• _QUOTED PASSAGE_
---

Kevin Hillstrom: MineThatData: False Metrics

January 25, 2009

False Metrics

In our world, we've heard the phrase "Multichannel customers are the best customers" for about a dozen years.

This phrase is used by retail and catalog CEOs, by consultants, and especially by the vendor community. It is frequently used as the reason for implementing various marketing strategies, opening stores, or for purchasing software systems. It is sort of like telling somebody to buy an oven because really good food comes out of the oven --- not understanding all of the dynamics that go into making and baking good food.

The multichannel metric is an easy one to calculate. Folks will filter only the twelve month buyer file, and will query that file, summing past demand based on past physical channels (phone, web, stores) purchased from. Others calculate the metric in a "forward looking" way, measuring twelve-month future spend as a function of past channels.

Here's an example, using aggregated and dummied-up multichannel data.

1 Channel In The Past = $169 in the future.
2 Channels In The Past = $226 in the future.
3 Channels In The Past = $362 in the future.

So, we've proven the statement, right?

Well, there's another way to validate the information. We can build models --- Logistic Regression for the repurchase rate, Ordinary Least Squares for spend per repurchaser.

In this example, I built models using numerous variables for a traditional business that has three physical channels.

Square Root Of Months Since Last Purchase.
Purchases In The Past 12 Months.
Purchased 13+ Months Ago.
Average Order Value
Is Customer An E-Mail Subscriber? 1 = Yes, 0 = No.
Number Of Physical Channels Customer Purchased From.
Number Of Merchandise Divisions Purchased From.
Number Of Online Channels Purchased From (Paid Search, Affiliates, Natural Search, Blogs, Shopping Comparison Sites, Portal Advertising, etc.).
Square Root Of Catalogs Mailed In Subsequent Twelve Months.

Here's the Logistic Regression Coefficients And Wald Statistics

Constant = -2.386.
Orders Past 12 Months = 0.324, Wald Statistic = 2800.
Square Root Of Subsequent Catalogs Mailed = 0.293, Wald Statistic = 1800.
Orders 13+ Months Ago = 0.084, Wald Statistic = 1300.
Square Root Of Recency = -0.187, Wald Statistic = 720.
Number Of Merchandise Divisions Purchased From = 0.049, Wald Statistic = 200.
Number Of Web Advertising Channels Purchased From = -0.073, Wald Statistic = 100.
E-Mail Subscriber = 0.110, Wald Statistic = 65.
Physical Channels Purchased From = -0.070, Wald Statistic = 40.

And here's the Ordinary Least Squares Regression Coefficients, and T-Statistics.

Constant = -105.943
Average Order Value = 1.343, t = 87.
Number Of Twelve Month Orders = 73.483, t = 77.
Number Of 13+ Month Orders = 6.384, t = 25.
Number Of Web Advertising Channels Purchased From = -18.483, t = -15.
Square Root Of Subsequent Catalogs Mailed = 14.395, t = 13.
E-Mail Subscriber = 28.548, t = 8.

Now, the statisticians out there will start "nibbling on the cookie", trying to pick apart all of the problems they see with the modeling strategy and variable definition. Go ahead, pick away.

The CEO will want to understand the strategic implications of the model results. What did we learn?

Traditional RFM variables are the most important variables. We want recent customers who order frequently and spend a lot each time they order. Traditional catalogers would say "duh", but this is news for many web analysts and e-mail gurus and e-commerce leaders. An entire set of KPIs can be developed to understand if the business is evolving in a favorable manner.

---

• _SET EXERCISE_
Reproduce the stretch of the False Metrics post from "Number Of Merchandise Divisions Purchased From = 0.049, Wald" through "Statistic = 100.", substituting "Online Marketing Channels" for every occurrence of "Web Advertising Channels".

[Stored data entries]
---

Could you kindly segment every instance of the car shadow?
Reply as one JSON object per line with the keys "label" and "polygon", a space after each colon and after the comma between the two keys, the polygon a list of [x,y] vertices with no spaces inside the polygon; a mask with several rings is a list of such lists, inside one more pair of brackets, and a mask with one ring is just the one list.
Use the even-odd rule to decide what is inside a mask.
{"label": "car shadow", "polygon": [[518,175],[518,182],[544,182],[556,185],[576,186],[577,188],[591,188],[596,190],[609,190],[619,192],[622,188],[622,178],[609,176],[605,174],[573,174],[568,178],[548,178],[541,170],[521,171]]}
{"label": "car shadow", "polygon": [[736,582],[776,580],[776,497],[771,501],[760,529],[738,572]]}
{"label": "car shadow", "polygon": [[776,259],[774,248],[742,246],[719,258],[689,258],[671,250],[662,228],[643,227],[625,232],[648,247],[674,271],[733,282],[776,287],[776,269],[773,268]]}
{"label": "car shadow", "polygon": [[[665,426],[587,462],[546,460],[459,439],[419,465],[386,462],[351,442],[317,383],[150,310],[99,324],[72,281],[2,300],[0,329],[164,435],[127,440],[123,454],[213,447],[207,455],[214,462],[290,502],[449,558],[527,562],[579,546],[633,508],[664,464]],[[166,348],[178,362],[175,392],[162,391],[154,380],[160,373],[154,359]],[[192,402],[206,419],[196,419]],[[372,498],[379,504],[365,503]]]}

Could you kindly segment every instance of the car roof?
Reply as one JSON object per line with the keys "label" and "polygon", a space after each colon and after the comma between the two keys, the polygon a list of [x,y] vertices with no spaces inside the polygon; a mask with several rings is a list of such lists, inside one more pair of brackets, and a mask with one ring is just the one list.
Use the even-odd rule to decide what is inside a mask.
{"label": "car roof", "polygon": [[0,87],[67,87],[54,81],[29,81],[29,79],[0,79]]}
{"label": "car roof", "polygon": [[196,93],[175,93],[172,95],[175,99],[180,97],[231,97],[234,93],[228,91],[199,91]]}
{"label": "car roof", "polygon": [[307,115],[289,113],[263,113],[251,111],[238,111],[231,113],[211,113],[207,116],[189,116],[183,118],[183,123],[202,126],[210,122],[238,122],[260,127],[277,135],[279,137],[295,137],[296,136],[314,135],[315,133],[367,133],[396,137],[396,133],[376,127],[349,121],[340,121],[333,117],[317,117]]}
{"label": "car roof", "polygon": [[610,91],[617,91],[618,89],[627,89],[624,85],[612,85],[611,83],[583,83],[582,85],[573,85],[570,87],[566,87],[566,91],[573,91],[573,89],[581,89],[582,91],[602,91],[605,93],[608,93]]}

---

• _SOLUTION TO THIS EXERCISE_
Number Of Merchandise Divisions Purchased From = 0.049, Wald Statistic = 200.
Number Of Online Marketing Channels Purchased From = -0.073, Wald Statistic = 100.